> **BRIEF**: In the passage about the Hyper-Adapter, repeat word for word the stretch from "A powerful fever" through "he was Turpin.".

## start READING PASSAGE

The superheroes, however, cannot tear the Hyper-Adapter out of Bruce -- he has to do that on his own. But once it is out, it stands no chance. In the grip of Wonder Woman, Superman, and Green Lantern, it is helpless, and they throw it where Bruce instructs them, into the time sphere. As they do, Bruce tells us that it, like the New Gods, is an idea made real. He says of it what Vandal Savage's evil thugs said of him at the end of ROBW #3, that it "never tires, never stops." Becoming the image that has defined Bruce, it becomes a bat, as it begins a trip backwards in time to its own defeat. Along the way, it makes the appearance during which it briefly fought Dick Grayson during B&R #11-12. Compelled by the time sphere, it goes back like the time-traveling bullet from Final Crisis, probably making the stop along the way to encounter 1765's Thomas Wayne as part of this voyage and not as a residue from Bruce's previous visit in 1718. Finally, it arrives in 9,000 B.C. where it is killed by Vandal Savage. Its skin later adorns the site where Savage's tribe binds Bruce to the ground and Bruce wears it in triumph, creating the bat-legend that carries forward in time, ultimately linking back to this story and itself. DC Message Board poster dangerdrventure notes that consuming the flesh of this bat form of the Hyper-Adapter may be the source of immortality for both Doctor Hurt and Vandal Savage. Its death is a part of the same story that it thought it was using to doom Bruce and his world, another dramatic example of the folly of working against Batman.
A powerful fever threatens to kill Bruce in the wake of his possession. As he falls, he puts clues together, telling us that Darkseid had tried to incarnate in Doctor Hurt. Given the evil with which 1765's Thomas Wayne began, this does not meet the requirements of incarnation from Final Crisis #4, "the ruin of a powerful, noble spirit." Maybe because of this, Darkseid was not able to use Hurt as he was Turpin.

## end READING PASSAGE
## start RECORDED INFORMATION

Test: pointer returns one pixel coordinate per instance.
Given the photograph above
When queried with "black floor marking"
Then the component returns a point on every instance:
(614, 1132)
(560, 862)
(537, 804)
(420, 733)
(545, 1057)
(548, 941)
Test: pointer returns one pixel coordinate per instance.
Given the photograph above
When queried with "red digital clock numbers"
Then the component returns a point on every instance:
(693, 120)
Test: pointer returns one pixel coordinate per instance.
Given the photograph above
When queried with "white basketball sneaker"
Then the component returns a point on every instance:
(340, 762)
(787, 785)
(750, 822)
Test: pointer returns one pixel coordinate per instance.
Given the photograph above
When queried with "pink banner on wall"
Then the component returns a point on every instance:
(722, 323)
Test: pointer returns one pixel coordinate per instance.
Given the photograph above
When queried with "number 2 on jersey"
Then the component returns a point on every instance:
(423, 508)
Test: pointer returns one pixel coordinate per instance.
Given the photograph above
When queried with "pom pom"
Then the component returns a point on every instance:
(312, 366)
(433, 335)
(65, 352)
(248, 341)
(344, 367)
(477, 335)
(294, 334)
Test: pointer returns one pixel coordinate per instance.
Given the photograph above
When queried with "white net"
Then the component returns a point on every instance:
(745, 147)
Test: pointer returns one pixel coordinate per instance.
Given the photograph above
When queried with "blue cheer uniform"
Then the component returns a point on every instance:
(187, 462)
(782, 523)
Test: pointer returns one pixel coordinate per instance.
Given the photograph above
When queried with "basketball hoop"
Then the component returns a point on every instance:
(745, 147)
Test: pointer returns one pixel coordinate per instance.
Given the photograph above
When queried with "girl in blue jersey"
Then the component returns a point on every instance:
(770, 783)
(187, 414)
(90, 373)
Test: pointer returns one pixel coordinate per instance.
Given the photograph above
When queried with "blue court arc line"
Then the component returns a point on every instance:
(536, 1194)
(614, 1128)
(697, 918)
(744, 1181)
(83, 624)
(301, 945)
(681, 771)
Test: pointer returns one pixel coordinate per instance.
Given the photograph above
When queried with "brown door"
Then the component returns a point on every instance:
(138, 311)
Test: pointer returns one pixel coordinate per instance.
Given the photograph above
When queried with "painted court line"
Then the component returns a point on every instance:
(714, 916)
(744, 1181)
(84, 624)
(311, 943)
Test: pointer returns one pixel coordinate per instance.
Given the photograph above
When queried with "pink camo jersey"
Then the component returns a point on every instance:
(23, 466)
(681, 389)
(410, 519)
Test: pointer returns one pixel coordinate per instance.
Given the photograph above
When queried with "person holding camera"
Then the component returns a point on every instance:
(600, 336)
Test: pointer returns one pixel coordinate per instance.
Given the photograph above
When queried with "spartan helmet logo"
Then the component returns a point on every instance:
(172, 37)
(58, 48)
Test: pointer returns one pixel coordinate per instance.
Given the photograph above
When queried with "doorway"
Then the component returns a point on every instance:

## end RECORDED INFORMATION

> **FINISHED ANSWER**:
A powerful fever threatens to kill Bruce in the wake of his possession. As he falls, he puts clues together, telling us that Darkseid had tried to incarnate in Doctor Hurt. Given the evil with which 1765's Thomas Wayne began, this does not meet the requirements of incarnation from Final Crisis #4, "the ruin of a powerful, noble spirit." Maybe because of this, Darkseid was not able to use Hurt as he was Turpin.